» **Provided records**
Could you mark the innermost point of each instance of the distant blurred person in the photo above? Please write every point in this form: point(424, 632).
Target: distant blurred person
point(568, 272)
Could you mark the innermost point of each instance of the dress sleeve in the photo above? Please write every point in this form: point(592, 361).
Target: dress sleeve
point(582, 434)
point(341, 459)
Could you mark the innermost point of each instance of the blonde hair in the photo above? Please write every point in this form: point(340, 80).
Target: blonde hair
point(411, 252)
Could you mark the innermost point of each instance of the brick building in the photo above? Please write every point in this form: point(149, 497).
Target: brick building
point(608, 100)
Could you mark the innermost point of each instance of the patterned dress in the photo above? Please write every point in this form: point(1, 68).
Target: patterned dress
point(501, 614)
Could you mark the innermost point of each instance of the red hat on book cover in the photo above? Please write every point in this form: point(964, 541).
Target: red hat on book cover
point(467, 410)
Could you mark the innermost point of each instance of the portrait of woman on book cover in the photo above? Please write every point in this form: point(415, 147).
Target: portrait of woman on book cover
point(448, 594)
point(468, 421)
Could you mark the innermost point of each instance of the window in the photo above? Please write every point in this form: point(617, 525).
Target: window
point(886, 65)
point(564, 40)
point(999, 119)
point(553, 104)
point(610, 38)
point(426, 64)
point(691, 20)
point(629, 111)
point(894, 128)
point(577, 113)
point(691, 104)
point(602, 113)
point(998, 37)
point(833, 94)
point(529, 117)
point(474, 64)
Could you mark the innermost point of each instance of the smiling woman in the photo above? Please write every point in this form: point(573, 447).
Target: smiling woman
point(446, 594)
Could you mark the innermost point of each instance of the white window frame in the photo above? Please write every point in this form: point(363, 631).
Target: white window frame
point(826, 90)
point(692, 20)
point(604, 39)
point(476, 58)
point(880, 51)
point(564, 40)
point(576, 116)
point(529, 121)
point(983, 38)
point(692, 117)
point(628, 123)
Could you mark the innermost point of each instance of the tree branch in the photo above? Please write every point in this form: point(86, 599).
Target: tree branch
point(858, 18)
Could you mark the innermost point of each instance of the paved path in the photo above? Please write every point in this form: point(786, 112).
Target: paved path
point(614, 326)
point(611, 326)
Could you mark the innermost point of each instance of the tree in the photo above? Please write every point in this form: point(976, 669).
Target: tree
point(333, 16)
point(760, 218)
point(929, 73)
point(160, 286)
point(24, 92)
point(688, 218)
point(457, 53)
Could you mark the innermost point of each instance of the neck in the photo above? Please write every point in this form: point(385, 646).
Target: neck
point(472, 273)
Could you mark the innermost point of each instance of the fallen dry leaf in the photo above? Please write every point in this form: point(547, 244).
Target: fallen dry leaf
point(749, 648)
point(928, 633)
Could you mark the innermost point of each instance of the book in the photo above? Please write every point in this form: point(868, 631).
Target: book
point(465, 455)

» **What is being asked**
Copy out the lines from the first one through the line containing "point(411, 252)", requests included, and shift every coordinate in the answer points up by 133. Leave the numbers in the requests and their format samples as they are.

» **Output of the task**
Could you mark the innermost point of each instance of the distant blurred person in the photo above? Please write every point in this form: point(424, 632).
Target: distant blurred person
point(701, 405)
Could you mark the innermost point of each instance of the dress sleeve in the photo above? Please write every point in this form: point(592, 361).
Target: dress sleeve
point(715, 567)
point(474, 592)
Could you mark the innermost point of each instance of the blonde hair in the photo above? Please write every point in this form: point(340, 80).
Target: blonde hair
point(544, 385)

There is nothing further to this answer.